(Records of labeled boxes)
★ ★ ★ ★ ★ ★ ★

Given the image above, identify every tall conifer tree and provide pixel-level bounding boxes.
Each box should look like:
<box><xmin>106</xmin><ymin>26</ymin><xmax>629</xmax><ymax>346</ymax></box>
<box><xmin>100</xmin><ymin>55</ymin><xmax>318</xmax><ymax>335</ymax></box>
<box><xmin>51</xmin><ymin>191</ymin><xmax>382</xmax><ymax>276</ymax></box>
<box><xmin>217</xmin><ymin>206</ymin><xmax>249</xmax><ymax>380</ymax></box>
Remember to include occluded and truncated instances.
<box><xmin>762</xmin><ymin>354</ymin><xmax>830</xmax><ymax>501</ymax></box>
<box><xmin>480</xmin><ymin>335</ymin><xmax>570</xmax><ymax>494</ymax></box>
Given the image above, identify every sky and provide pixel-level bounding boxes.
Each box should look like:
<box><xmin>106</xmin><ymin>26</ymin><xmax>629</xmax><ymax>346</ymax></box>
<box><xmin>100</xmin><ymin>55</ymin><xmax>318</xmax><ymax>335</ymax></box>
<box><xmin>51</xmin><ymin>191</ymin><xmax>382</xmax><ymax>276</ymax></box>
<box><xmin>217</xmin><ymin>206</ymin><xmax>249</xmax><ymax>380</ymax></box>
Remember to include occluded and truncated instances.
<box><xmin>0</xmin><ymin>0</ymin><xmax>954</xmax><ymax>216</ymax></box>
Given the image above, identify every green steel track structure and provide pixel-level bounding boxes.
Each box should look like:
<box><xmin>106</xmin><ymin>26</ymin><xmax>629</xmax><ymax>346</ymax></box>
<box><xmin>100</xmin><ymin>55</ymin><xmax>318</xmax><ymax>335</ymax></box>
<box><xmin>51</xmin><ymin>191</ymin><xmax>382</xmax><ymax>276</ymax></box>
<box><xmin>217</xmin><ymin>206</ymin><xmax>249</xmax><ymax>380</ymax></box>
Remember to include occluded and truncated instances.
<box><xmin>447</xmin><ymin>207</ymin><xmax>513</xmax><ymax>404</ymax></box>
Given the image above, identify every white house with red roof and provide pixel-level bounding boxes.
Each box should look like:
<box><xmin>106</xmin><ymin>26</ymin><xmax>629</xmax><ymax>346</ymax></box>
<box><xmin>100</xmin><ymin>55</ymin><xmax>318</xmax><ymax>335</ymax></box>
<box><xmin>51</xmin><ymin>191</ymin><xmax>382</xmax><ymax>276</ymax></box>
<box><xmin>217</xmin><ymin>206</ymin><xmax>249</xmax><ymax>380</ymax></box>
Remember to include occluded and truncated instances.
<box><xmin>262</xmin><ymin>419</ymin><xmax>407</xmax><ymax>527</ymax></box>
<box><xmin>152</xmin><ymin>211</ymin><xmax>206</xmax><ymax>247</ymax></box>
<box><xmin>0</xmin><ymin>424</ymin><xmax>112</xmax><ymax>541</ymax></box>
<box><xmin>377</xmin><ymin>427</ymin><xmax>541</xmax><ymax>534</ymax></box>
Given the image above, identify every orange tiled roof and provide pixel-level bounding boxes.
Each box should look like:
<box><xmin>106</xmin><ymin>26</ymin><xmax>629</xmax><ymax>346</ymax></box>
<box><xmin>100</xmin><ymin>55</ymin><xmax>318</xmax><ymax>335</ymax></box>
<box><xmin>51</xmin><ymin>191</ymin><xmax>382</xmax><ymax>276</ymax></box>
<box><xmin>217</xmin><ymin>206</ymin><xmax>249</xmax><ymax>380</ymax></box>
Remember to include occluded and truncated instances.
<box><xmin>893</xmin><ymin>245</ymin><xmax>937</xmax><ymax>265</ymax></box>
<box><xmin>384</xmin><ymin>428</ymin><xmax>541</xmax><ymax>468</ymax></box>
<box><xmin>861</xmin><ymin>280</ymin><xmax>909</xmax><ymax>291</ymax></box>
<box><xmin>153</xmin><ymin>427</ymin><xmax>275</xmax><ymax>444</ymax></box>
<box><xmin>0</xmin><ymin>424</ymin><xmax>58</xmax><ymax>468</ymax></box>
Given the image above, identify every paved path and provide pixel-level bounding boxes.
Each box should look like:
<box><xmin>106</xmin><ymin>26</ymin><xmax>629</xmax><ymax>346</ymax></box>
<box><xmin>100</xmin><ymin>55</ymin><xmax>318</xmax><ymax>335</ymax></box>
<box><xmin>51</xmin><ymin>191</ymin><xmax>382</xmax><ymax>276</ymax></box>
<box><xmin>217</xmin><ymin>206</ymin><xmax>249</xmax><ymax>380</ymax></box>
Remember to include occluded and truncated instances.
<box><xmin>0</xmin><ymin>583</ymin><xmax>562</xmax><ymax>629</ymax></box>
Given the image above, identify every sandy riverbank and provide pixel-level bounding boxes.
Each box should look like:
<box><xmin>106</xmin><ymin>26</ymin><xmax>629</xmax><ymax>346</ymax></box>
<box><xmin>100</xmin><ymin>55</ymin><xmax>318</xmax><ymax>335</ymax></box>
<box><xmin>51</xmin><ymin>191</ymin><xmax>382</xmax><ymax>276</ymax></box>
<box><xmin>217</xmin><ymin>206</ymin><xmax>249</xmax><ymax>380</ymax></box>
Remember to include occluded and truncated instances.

★ ★ ★ ★ ★ ★ ★

§ **To be done**
Can you rewrite the items above, replacing each "Each box should look like" with "Format each box like this" and leaving everything else unchanged?

§ **Response below**
Given the image above, identify every tall conifer tree and provide pixel-level bounding boxes.
Format each box like this:
<box><xmin>106</xmin><ymin>26</ymin><xmax>629</xmax><ymax>346</ymax></box>
<box><xmin>100</xmin><ymin>55</ymin><xmax>318</xmax><ymax>335</ymax></box>
<box><xmin>51</xmin><ymin>191</ymin><xmax>382</xmax><ymax>276</ymax></box>
<box><xmin>217</xmin><ymin>206</ymin><xmax>249</xmax><ymax>380</ymax></box>
Remember to include occluded and truncated instances.
<box><xmin>762</xmin><ymin>354</ymin><xmax>830</xmax><ymax>501</ymax></box>
<box><xmin>480</xmin><ymin>335</ymin><xmax>570</xmax><ymax>494</ymax></box>
Given the image above, identify every sky and provide pixel-level bounding boxes.
Format each box like this:
<box><xmin>106</xmin><ymin>26</ymin><xmax>629</xmax><ymax>346</ymax></box>
<box><xmin>100</xmin><ymin>55</ymin><xmax>318</xmax><ymax>335</ymax></box>
<box><xmin>51</xmin><ymin>191</ymin><xmax>382</xmax><ymax>276</ymax></box>
<box><xmin>217</xmin><ymin>206</ymin><xmax>249</xmax><ymax>380</ymax></box>
Remember to include occluded and truncated instances.
<box><xmin>0</xmin><ymin>0</ymin><xmax>954</xmax><ymax>216</ymax></box>
Given the image above, identify every green steel track structure and provide pixel-level bounding boxes.
Format each box like this:
<box><xmin>106</xmin><ymin>26</ymin><xmax>629</xmax><ymax>346</ymax></box>
<box><xmin>100</xmin><ymin>55</ymin><xmax>318</xmax><ymax>335</ymax></box>
<box><xmin>51</xmin><ymin>191</ymin><xmax>382</xmax><ymax>276</ymax></box>
<box><xmin>217</xmin><ymin>206</ymin><xmax>249</xmax><ymax>380</ymax></box>
Remember to include occluded and truncated instances.
<box><xmin>447</xmin><ymin>207</ymin><xmax>513</xmax><ymax>404</ymax></box>
Given the image above, identify every white house with red roof and provide pixel-level bounding boxes.
Format each box like this:
<box><xmin>106</xmin><ymin>26</ymin><xmax>629</xmax><ymax>346</ymax></box>
<box><xmin>100</xmin><ymin>55</ymin><xmax>318</xmax><ymax>335</ymax></box>
<box><xmin>51</xmin><ymin>191</ymin><xmax>382</xmax><ymax>276</ymax></box>
<box><xmin>217</xmin><ymin>206</ymin><xmax>249</xmax><ymax>380</ymax></box>
Remember to include occluded and truncated instances.
<box><xmin>262</xmin><ymin>419</ymin><xmax>407</xmax><ymax>527</ymax></box>
<box><xmin>152</xmin><ymin>211</ymin><xmax>206</xmax><ymax>247</ymax></box>
<box><xmin>0</xmin><ymin>424</ymin><xmax>112</xmax><ymax>541</ymax></box>
<box><xmin>377</xmin><ymin>427</ymin><xmax>541</xmax><ymax>534</ymax></box>
Given the image above, identify every orange tiled roof and provide pixel-level bounding boxes.
Format each box like this:
<box><xmin>106</xmin><ymin>26</ymin><xmax>629</xmax><ymax>346</ymax></box>
<box><xmin>100</xmin><ymin>55</ymin><xmax>318</xmax><ymax>335</ymax></box>
<box><xmin>51</xmin><ymin>191</ymin><xmax>382</xmax><ymax>276</ymax></box>
<box><xmin>217</xmin><ymin>206</ymin><xmax>249</xmax><ymax>380</ymax></box>
Remember to include occluded and truncated instances.
<box><xmin>893</xmin><ymin>245</ymin><xmax>937</xmax><ymax>265</ymax></box>
<box><xmin>384</xmin><ymin>428</ymin><xmax>541</xmax><ymax>468</ymax></box>
<box><xmin>861</xmin><ymin>280</ymin><xmax>909</xmax><ymax>291</ymax></box>
<box><xmin>153</xmin><ymin>427</ymin><xmax>275</xmax><ymax>444</ymax></box>
<box><xmin>0</xmin><ymin>424</ymin><xmax>58</xmax><ymax>468</ymax></box>
Given the image above, identify every paved path and provide pixel-level bounding boxes.
Format each box like this:
<box><xmin>106</xmin><ymin>26</ymin><xmax>629</xmax><ymax>346</ymax></box>
<box><xmin>100</xmin><ymin>55</ymin><xmax>318</xmax><ymax>335</ymax></box>
<box><xmin>51</xmin><ymin>191</ymin><xmax>382</xmax><ymax>276</ymax></box>
<box><xmin>217</xmin><ymin>206</ymin><xmax>249</xmax><ymax>380</ymax></box>
Remember to include occluded and truncated instances.
<box><xmin>0</xmin><ymin>583</ymin><xmax>562</xmax><ymax>629</ymax></box>
Given the image above, identify every sandy riverbank and provide pixel-level bounding boxes.
Format each box like this:
<box><xmin>106</xmin><ymin>26</ymin><xmax>629</xmax><ymax>346</ymax></box>
<box><xmin>100</xmin><ymin>55</ymin><xmax>318</xmax><ymax>335</ymax></box>
<box><xmin>51</xmin><ymin>191</ymin><xmax>382</xmax><ymax>276</ymax></box>
<box><xmin>217</xmin><ymin>206</ymin><xmax>249</xmax><ymax>380</ymax></box>
Remember to include occluded and truncated instances.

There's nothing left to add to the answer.